Month: July 2016

How It Happens

In the 1800s, political combat in Germany helped form conflicting political ideologies, including modern liberalism, Marxist communism, Nietzchian conservatism, and the seeds of Nazism.  A century of national and international struggle, within Germany and without, put Hitler into the chancellery in 1933.  Today, it is all too easy to see Hitler as inevitable for 1930s Germany, and to forget the liberal German philosophies opposed to Nazism and the constitutional strengths of both imperial Germany and the Weimar republic.

The United States now finds itself in a situation in many ways resembling Germany in 1933, with the fascists now effectively in control of a major political party, and that party ignoring or even celebrating their links to avowed racists, neo-Nazis, white supremacists, and religious fascists.  The Democrats are attempting to rally the forces of American democracy against the new specter of fascism; but right now the polls indicate that the US lies on a precipice overlooking an unprecedented national catastrophe.

Is this an exaggeration of our national situation?  Would Donald Trump, if elected president, really present a threat to our republic?  The Republican Party itself has long predicted disaster that would emanate from Democratic presidencies, particularly the apocalyptic warnings that those like Trump made about President Obama and now about Hillary Clinton.  Are we on the Left overreacting and simply repeating the GOP’s own ridiculous exaggerations, allowing the last adult in the conversation to reduce himself to the uneducated mutterings of the other children?  Can we perhaps relax and presume that while Trump would steer the nation away from our record of progress and success, the republic is strong enough to survive him?

These same questions were asked by Germans on the eve of, and just after, Hitler’s ascendance to the chancellery.  A nation which had long inspired the world with its liberal visions, and had also infused politics with more radical philosophies like socialism and communism, saw Hitler’s power as a survivable necessity, something that would be a defeat for the forces against him but which could nonetheless experience some measure of success and which certainly would soon see other, more reasonable forces back in power.  But unlike the failure of American Democrats to live up to Trump’s and other Republicans’ warnings, Hitler and his movement showed German liberals and moderates and even conservatives what comes from underestimating a demagogue with a strong, populist backing.  Those liberal, moderate, and conservative voices quickly found themselves in “protective custody” in Dachau and elsewhere.

(COLLECTED DATA)

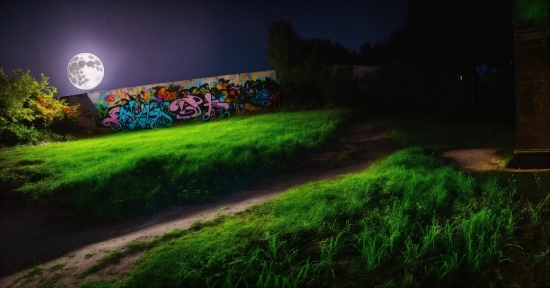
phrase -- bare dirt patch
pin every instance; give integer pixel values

(TO-DO LIST)
A – Reproduce word for word the part of the essay "How It Happens" that opens with the words containing "The United States" and closes with "unprecedented national catastrophe.".
B – Carry the essay comparing Trump's rise with Germany in 1933 further, starting after its last sentence.
The listing comes from a separate source unrelated to the essay.

(EXERCISE RESULTS)
A –
The United States now finds itself in a situation in many ways resembling Germany in 1933, with the fascists now effectively in control of a major political party, and that party ignoring or even celebrating their links to avowed racists, neo-Nazis, white supremacists, and religious fascists.  The Democrats are attempting to rally the forces of American democracy against the new specter of fascism; but right now the polls indicate that the US lies on a precipice overlooking an unprecedented national catastrophe.

B –
Germany’s Weimar government did not provide for the powers of a führer, and the powers of Chancellor were in fact quite limited.  These limitations on power did not stop a man “speaking plainly,” or his followers, from using legitimate powers of government to expand Hitler’s political authority until there was nothing left of the Weimar constitution.  This is the danger we must be wary of with Trump.  The US Constitution limits and checks the powers of the presidency; but Trump now has a viable path from these limitations and checks to the unlimited powers of dictatorship.  This is not a threat to be taken lightly.

The threat posed by Trump consists first of the nature of his rise to power, and second of the weaknesses our system has for preventing a dictator from gaining power through the electoral process.  First, Trump himself has not shied away from evoking an image of himself as führer, from the Nazi-style salute used at his rallies, or his deleted tweet of German SS re-enactors paired with his face on the American flag, to his calls for violence to be part of the political process (promising to pay the legal fees of supporters employing violence at his rallies, saying he would himself like to punch the detractors, etc.).  But Trump’s Hitlerian vision go far beyond enjoying displays of Nazi rally techniques.  Trump seeks to control the press, a control at times resisted and later succumbed to by the chief conservative agitprop outlet, Fox News.  Trump gained popularity among his fascist base not only by attacking fellow conservative TV personality Megyn Kelly with grotesquely misogynist reductions but also through his degrading mockery of a disabled journalist, Serge Kovaleski.  Trump showed other journalists that he would accept no one falling outside his own eugenically limited definition of humanity, and he seeks to limit thereby the presence of nonconformist and non-fascist media.  He continues to try to control the press through a multitude of actions, like lawsuits, blacklists, and insults; and he seeks to reduce reporters’ First Amendments rights to free speech and freedom of the press.

Trump’s nomination also saw Hitlerian and unconstitutional calls (championed by Governor Chris Christie) to jail their political opposition.  Christie’s own experience as a prosecutor ought to have dissuaded a less opportunistic and cynical jurist from a mob-justice, call-and-response conviction based solely on fact-free expressions of wrath toward a woman daring to enter the male-dominated field of politics.  Jailing leaders of the opposition on propped-up charges, or on no charges at all, was a chief, early tactic of the Nazis, even before they gained full control of the government.  Were Trump to gain the presidency, his “law and order candidacy” suggests that not just Clinton, but all vocal opposition would soon find themselves in jail, regardless of the nation’s established justice procedures.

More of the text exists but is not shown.